**Trecho para leitura**
......

Nos contos “A chinela turca” e “Marcha
fúnebre” temos um contraponto temático entre realidade e fantasia dos
personagens protagonistas, temos a dúvida, a incerteza, questionamentos
psicológicos do mundo interior das personagens e até reflexões filosóficas
diante dos acontecimentos narrados. O primeiro trata da história de um bacharel
que diante de um acontecimento tedioso acaba fantasiando uma realidade paralela
na qual vive um pesadelo e a segunda história trata de um homem que após saber
da morte de seu inimigo e de no caminho de casa ficar sabendo da morte de um
homem que morreu "do nada", fica tendo sensações e fantasias de como
seria morrer, assim de repente, sem sentir dor e, ainda imagina, como seria a
repercussão de sua morte.
Em “Pai
contra Mãe” tem-se uma visão crítica do comportamento egoísta e desumano do
homem, isso no momento em que para poder ficar com o filho recém-nascido,
Cândido Neves (espécie de caçador de escravos fujões) entrega uma escrava
fugitiva e grávida para seu dono em troca de uma recompensa em dinheiro que
consequentemente lhe daria a condição de ficar com o filho e não ter que
abandoná-lo. Porém essa escolha traz consequências para a escrava, que acaba
abortando o filho.

......

**Dados fornecidos**
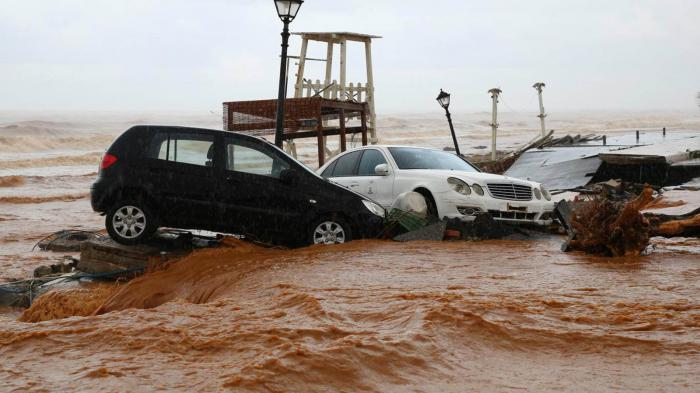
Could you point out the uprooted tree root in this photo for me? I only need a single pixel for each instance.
(610, 228)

......

**Tarefa**
Retome o trecho sobre os contos e escreva a continuação a partir da última frase apresentada.

**Resposta**
Em “Miss
Dollar” temos um conto dividido em oito capítulos narrando a historia de um
médico apaixonado e colecionador de cães que após achar e devolver para sua
dona uma cadelinha galga – Miss Dollar - acaba por conhecer o amor de sua vida,
porém para esse amor se concretizar ele passa por diversos contratempos, numa
narrativa por vezes com traços de humor, e até mesmo romântica, apesar do final
trágico e engraçado da cadelinha.
“Conto
de Escola"
é narrado em primeira pessoa por um narrador já adulto, que retorna e analisa
criticamente um episódio ocorrido em sua infância.
A história contada por Pilar - o narrador - é
a seguinte: numa segunda-feira, pela manhã, Pilar decidia se brincaria no morro
de São Diogo ou no campo de Sant''Anna. Lembrando-se, porém, da sova de
marmeleiro que o pai lhe dera por causa de dois suetos* na semana anterior,
decide ir à aula.
Na aula, é interpelado por Raimundo - filho
do professor que lhe oferece uma moedinha de prata ganha em seu aniversário. Em
troca, Raimundo pede a Pilar que lhe explique a lição. Pilar aceita, mas,
durante o negócio, percebe que Curvelo, um outro colega, prestava atenção
neles. Curvelo, logo a seguir, delata os colegas ao professor Raimundo. Este,
furioso, atira a moeda pela janela e castiga os meninos com a palmatória,
recriminando-os seriamente pela transação.
Depois disso, Pilar promete a si mesmo que
daria uma sova em Curvelo. Na saída, persegue-o , mas Curvelo consegue escapar.
Na manhã do outro dia, depois de ter sonhado
com a tal moedinha, Pilar sai com a intenção de procurá-la, mas sua atenção é
desviada pelo batalhão de fuzileiros, que marchavam ao som de tambores. Desiste
das moedas e segue-os marchando. Conta-nos que voltou tarde para casa, "
sem pratinha nos bolsos nem ressentimentos na alma" no final pondera que
Raimundo e Curvelo foram os primeiros a lhe dar a noção da corrupção e da
delação.
“O caso
da vara”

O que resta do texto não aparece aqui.